_Source extract_:

— START —

TODO: add bugzilla entry links.
projects in progress. contributions are still very wellcome!
- virtio device as PCI Express device
Issue: Express spec requires device can work without IO, virtio requires IO at the moment. Plan: add support for memory BARs. Developer: Michael S. Tsirkin
- Hotplug for devices behind PCI bridges
Issue: QEMU lacks support for device hotplug behind pci bridges.
Plan: - each bus gets assigned a number 0-255 - generated ACPI code writes this number to a new BSEL register, then uses existing UP/DOWN registers to probe slot status; to eject, write number to BSEL register, then slot into existing EJ This is to address the ACPI spec requirement to avoid config cycle access to any bus except PCI roots.
Note: ACPI doesn't support adding or removing bridges by hotplug. We should and prevent removal of bridges by hotplug, unless they were added by hotplug previously (and so, are not described by ACPI). Developer: Michael S. Tsirkin
- Hotplug for Q35
Issue: QEMU does not support hotplug for Q35 Plan: since we need to support hotplug of PCI devices, let's use ACPI hotplug for everything Use same interface as we do for PCI, this way same ACPI code can be reused.
Developer: Michael S. Tsirkin
- Support for different PCI express link width/speed settings
Issue: QEMU currently emulates all links at minimal width and speed. This means we don't need to emulate link negotiation, but might in theory confuse guests for assigned devices. The issue is complicated by the fact that real link speed might be limited by the slot where assigned device is put. Plan: add management interface to control the max link speed and width for the slot. Teach management to query this at slot level. For device, query it from device itself. Support link width/speed negotiation as per spec. Developer: Alex Williamson
projects that are not started yet - no owner
- PCI interrupts should be active-low
Issue: PCI INT#x interrupts are normally active-low. QEMU emulates them as active high. Works fine for windows and linux but not guaranteed for other guests. See http://www.contrib.andrew.cmu.edu/~somlo/OSXKVM/
Plan: add support for active-low interrupts in KVM. Enable this for PCI interrupts. Change DSDT appropriately.

— END —

_Directives_:
**a.** Output the part of the PCI to-do list from "- virtio device" to "behind pci bridges.".
**b.** Answer these from the PCI to-do list, one per line:
(i) Who is named as the developer for support for different PCI Express link width/speed settings?
(ii) At what width and speed does QEMU currently emulate all links?
(iii) How does QEMU emulate PCI INT#x interrupts?
The material that follows comes from a separate source.

_Data extract_:
— START —

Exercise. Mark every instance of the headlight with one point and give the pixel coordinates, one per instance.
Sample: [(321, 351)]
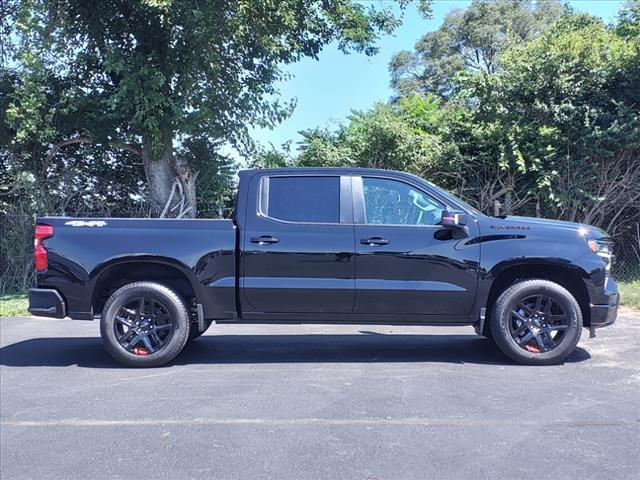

— END —

_Answers by task_:
**a.**
- virtio device as PCI Express device
Issue: Express spec requires device can work without IO, virtio requires IO at the moment. Plan: add support for memory BARs. Developer: Michael S. Tsirkin
- Hotplug for devices behind PCI bridges
Issue: QEMU lacks support for device hotplug behind pci bridges.

**b.**
(i) Alex Williamson
(ii) At minimal width and speed
(iii) As active high